▶ **TASK DESCRIPTION**
Your task is to print all of the data word for word.
= Beginning of Section =
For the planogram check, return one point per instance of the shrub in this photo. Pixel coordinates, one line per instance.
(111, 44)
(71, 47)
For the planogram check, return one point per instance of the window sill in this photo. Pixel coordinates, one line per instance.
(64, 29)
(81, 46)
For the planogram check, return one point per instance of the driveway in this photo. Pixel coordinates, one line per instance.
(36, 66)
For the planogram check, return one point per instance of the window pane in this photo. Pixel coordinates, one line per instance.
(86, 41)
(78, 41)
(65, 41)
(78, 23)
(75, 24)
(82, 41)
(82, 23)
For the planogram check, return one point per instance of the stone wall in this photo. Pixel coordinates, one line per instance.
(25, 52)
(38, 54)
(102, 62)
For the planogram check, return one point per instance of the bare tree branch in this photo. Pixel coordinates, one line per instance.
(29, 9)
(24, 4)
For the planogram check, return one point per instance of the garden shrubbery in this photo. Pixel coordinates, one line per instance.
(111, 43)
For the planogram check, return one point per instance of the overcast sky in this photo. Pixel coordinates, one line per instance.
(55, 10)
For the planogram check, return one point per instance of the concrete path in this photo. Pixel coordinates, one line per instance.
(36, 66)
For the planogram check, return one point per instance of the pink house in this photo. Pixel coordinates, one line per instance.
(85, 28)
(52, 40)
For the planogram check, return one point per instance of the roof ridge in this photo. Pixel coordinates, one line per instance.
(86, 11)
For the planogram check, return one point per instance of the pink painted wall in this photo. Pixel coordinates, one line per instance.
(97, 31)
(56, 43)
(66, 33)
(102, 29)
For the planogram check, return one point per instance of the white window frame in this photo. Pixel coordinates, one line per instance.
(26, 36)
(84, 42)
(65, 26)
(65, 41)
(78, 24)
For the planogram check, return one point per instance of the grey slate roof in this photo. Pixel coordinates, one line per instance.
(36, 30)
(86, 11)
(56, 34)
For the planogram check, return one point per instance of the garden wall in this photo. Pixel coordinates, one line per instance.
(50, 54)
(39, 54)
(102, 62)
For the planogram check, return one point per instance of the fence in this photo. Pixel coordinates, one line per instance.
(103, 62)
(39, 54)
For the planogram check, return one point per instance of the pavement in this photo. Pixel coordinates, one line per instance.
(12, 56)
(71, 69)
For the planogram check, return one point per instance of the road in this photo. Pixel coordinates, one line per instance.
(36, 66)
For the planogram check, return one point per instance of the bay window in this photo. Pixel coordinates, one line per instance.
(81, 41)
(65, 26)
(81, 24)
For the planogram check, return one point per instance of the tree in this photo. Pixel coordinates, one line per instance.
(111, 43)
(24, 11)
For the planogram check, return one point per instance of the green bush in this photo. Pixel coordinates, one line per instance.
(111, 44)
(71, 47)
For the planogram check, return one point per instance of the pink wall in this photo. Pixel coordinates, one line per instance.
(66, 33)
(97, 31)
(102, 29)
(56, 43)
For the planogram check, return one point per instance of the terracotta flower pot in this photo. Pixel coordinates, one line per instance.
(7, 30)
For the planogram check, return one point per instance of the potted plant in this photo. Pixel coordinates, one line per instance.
= End of Section =
▶ **RESULT OF THIS EXERCISE**
For the planogram check, return one point per instance of the shrub in this photo. Pixel coordinates, one line per instance.
(111, 44)
(71, 47)
For the planogram check, return one point per instance of the window sill in this photo. Pixel coordinates, one line per instance.
(64, 29)
(81, 46)
For the planogram check, return one point per instance of the driveway in this photo. Pixel coordinates, one line per instance.
(36, 66)
For the planogram check, return one point per instance of the window pane in this photo. Pixel coordinates, one line per instance.
(86, 41)
(78, 41)
(65, 41)
(78, 23)
(75, 24)
(82, 41)
(82, 23)
For the planogram check, return one point per instance of the stone wall in this photo. Pixel coordinates, one line per instance.
(25, 52)
(38, 54)
(102, 62)
For the planogram check, return one point per instance of the bare tree branch in this photo. Pixel coordinates, one line per instance.
(29, 9)
(24, 4)
For the planogram check, return one point per instance of the garden shrubbery in this photo. Pixel coordinates, one line per instance.
(111, 43)
For the planogram check, return one point per instance of the overcast sky in this photo. Pixel coordinates, one line per instance.
(55, 10)
For the planogram check, return one point per instance of the concrete path in this photo. Pixel coordinates, one line per instance.
(36, 66)
For the planogram check, return one point per instance of the pink house in this photo. Pixel coordinates, one line per instance.
(85, 28)
(52, 40)
For the planogram check, return one point per instance of the roof ridge in this photo. Pixel coordinates, one line per instance.
(86, 11)
For the planogram check, return one point per instance of the pink painted wall in this photo. Pixel coordinates, one line per instance.
(97, 31)
(56, 43)
(66, 33)
(102, 29)
For the planogram check, return one point per instance of the white window frame in this photo. Pixel coordinates, one line per instance.
(26, 36)
(84, 42)
(65, 26)
(65, 41)
(78, 24)
For the planogram check, return one point per instance of the grey slate roof in this photo. Pixel coordinates, one line per instance.
(36, 30)
(86, 11)
(56, 34)
For the planogram check, return one point per instance of the garden wall in this photo. Pixel coordinates, one line per instance.
(50, 54)
(39, 54)
(102, 62)
For the planogram check, return one point per instance of the fence in this photo. Pixel coordinates, one line per instance.
(103, 62)
(39, 54)
For the planogram check, return one point per instance of the pavement in this photo. Pixel coordinates, one line per instance.
(12, 56)
(71, 69)
For the planogram check, return one point per instance of the road in this photo. Pixel coordinates, one line per instance.
(36, 66)
For the planogram check, return one point per instance of the bay window in this photo. Pixel coordinates, one line per instance.
(81, 41)
(65, 26)
(81, 24)
For the planogram check, return one point per instance of the tree in this photo. Pixel coordinates, one line per instance.
(111, 43)
(24, 11)
For the planogram check, return one point per instance of the green bush in this photo. Pixel coordinates, one line per instance.
(111, 44)
(71, 47)
For the planogram check, return one point per instance of the pink wall in this photo. Pixel coordinates, one line per instance.
(66, 33)
(97, 31)
(102, 29)
(56, 43)
For the planogram check, return one point per instance of the terracotta flower pot in this photo. Pixel coordinates, one line per instance.
(7, 30)
For the planogram check, return one point per instance of the potted plant in this photo. Pixel coordinates, one line per instance.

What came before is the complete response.